### Your objective
Only the lines from the line holding "Note to the class: identify the thumb" through the final line of the entries below are to be returned, exactly as they stand.

++++ Data section ++++

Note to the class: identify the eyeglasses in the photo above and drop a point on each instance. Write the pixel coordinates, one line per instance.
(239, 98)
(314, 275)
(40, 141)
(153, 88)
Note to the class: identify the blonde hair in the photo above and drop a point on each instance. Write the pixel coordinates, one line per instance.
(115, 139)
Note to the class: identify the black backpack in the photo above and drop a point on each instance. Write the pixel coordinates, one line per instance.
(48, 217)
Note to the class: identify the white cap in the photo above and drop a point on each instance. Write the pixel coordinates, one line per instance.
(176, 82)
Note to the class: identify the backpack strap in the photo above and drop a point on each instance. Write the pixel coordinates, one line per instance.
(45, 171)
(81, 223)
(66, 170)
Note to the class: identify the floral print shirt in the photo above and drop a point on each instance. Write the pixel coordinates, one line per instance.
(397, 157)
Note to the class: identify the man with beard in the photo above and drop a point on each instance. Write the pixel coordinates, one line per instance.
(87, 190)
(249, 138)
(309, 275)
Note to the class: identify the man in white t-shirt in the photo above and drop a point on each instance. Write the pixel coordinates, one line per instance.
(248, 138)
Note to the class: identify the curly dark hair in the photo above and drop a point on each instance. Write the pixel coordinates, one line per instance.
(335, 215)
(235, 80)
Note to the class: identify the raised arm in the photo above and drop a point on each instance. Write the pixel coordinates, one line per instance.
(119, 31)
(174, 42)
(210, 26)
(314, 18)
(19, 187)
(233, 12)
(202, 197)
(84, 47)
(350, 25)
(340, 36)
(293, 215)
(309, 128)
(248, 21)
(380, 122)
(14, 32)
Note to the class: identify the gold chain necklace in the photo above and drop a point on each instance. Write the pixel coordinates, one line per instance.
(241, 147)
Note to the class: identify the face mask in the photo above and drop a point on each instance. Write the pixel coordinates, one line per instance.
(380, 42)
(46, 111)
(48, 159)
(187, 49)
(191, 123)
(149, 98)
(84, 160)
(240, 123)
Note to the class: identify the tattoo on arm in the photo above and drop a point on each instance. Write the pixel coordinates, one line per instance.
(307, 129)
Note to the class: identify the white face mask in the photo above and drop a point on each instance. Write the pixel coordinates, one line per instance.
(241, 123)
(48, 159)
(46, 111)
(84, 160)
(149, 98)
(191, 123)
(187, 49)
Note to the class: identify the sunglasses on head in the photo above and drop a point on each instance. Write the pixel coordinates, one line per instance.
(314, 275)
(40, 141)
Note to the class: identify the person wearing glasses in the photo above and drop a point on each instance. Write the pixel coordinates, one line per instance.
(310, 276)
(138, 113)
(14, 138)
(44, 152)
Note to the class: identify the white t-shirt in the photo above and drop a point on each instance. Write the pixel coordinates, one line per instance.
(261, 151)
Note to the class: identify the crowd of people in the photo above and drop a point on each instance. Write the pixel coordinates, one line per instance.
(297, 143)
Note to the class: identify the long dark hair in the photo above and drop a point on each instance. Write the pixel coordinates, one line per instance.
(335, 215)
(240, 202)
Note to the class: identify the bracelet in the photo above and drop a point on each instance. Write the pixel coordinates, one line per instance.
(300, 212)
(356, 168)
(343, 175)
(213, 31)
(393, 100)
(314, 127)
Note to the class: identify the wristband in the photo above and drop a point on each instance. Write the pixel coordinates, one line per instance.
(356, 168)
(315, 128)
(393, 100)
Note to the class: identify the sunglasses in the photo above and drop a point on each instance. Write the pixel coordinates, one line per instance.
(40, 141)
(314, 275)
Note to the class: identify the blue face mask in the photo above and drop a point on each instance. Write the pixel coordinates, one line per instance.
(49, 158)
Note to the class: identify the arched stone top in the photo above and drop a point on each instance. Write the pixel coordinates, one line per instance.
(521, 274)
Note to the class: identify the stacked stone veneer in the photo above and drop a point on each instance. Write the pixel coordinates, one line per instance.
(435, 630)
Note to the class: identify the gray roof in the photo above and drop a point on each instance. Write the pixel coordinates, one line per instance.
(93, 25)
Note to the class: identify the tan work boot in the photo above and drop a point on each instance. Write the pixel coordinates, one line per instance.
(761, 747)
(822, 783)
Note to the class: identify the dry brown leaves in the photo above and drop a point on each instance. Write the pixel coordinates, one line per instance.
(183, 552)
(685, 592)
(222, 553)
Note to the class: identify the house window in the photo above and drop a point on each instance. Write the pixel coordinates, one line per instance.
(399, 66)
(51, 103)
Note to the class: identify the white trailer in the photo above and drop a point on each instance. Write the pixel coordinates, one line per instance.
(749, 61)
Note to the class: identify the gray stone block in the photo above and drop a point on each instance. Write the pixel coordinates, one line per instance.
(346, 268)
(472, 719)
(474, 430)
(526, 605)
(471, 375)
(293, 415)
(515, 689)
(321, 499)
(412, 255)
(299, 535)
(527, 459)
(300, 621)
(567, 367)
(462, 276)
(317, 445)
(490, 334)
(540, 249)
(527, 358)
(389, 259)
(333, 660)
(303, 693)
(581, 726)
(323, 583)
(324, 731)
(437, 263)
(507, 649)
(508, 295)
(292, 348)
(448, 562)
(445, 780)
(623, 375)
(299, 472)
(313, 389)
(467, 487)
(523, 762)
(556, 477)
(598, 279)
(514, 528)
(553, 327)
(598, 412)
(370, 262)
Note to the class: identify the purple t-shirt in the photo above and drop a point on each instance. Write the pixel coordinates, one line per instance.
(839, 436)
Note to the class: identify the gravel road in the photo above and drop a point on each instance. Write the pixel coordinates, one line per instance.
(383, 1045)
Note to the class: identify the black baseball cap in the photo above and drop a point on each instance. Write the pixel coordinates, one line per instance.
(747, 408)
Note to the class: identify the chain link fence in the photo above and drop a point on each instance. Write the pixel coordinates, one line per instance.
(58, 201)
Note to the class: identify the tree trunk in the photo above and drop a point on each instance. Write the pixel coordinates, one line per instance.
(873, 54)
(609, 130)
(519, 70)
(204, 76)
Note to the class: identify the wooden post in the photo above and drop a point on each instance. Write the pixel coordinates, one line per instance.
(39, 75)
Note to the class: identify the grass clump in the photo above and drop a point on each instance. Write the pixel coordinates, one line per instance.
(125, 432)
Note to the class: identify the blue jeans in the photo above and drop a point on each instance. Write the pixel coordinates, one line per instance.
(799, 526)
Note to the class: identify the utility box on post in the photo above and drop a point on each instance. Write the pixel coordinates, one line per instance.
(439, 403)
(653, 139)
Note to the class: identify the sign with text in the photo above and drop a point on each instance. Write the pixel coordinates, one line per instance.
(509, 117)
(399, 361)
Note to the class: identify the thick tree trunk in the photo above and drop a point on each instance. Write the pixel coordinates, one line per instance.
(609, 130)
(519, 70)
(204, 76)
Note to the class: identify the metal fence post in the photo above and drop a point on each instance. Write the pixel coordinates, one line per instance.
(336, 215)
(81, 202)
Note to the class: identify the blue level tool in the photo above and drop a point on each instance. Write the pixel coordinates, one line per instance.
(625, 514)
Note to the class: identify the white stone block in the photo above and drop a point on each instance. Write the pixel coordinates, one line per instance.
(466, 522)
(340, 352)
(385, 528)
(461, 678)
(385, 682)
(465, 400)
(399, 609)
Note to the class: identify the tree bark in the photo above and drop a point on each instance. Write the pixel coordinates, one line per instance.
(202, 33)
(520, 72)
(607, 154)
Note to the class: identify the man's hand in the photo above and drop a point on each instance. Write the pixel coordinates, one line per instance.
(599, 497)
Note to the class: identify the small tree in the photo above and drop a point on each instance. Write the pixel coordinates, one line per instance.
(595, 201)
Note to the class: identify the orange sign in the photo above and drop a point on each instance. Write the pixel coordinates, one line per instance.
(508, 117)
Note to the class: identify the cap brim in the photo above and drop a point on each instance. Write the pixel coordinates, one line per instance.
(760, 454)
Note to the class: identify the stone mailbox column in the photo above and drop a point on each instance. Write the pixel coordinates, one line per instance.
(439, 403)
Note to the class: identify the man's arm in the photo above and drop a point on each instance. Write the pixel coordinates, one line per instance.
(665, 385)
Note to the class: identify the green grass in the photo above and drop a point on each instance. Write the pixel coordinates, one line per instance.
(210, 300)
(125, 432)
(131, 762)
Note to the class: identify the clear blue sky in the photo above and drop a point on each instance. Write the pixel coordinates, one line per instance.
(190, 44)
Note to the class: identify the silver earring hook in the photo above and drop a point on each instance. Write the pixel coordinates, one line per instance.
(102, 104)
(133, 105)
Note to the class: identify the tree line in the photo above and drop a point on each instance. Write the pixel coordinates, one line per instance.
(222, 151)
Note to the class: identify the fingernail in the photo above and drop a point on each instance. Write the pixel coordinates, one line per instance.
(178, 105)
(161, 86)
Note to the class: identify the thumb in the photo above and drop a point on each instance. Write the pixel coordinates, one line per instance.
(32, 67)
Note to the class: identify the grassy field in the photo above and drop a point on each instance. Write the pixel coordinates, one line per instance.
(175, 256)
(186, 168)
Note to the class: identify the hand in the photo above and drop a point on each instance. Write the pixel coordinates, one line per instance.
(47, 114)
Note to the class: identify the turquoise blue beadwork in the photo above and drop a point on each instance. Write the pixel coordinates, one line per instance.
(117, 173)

++++

### Reply to the exercise
Note to the class: identify the thumb in the photo above and drop a point on each instance. Write the pixel coordinates, one line per instance.
(32, 67)
Note to the class: identify the grassy field in the photo above and drop a point on each instance. Write the pixel coordinates, one line per instance.
(175, 256)
(186, 168)
Note to the class: identify the hand in the photo above and drop a point on each instance. Write the pixel coordinates, one line per instance.
(47, 114)
Note to the class: identify the turquoise blue beadwork in the photo above and drop a point on each instance. Write the pixel coordinates, one line per instance.
(117, 173)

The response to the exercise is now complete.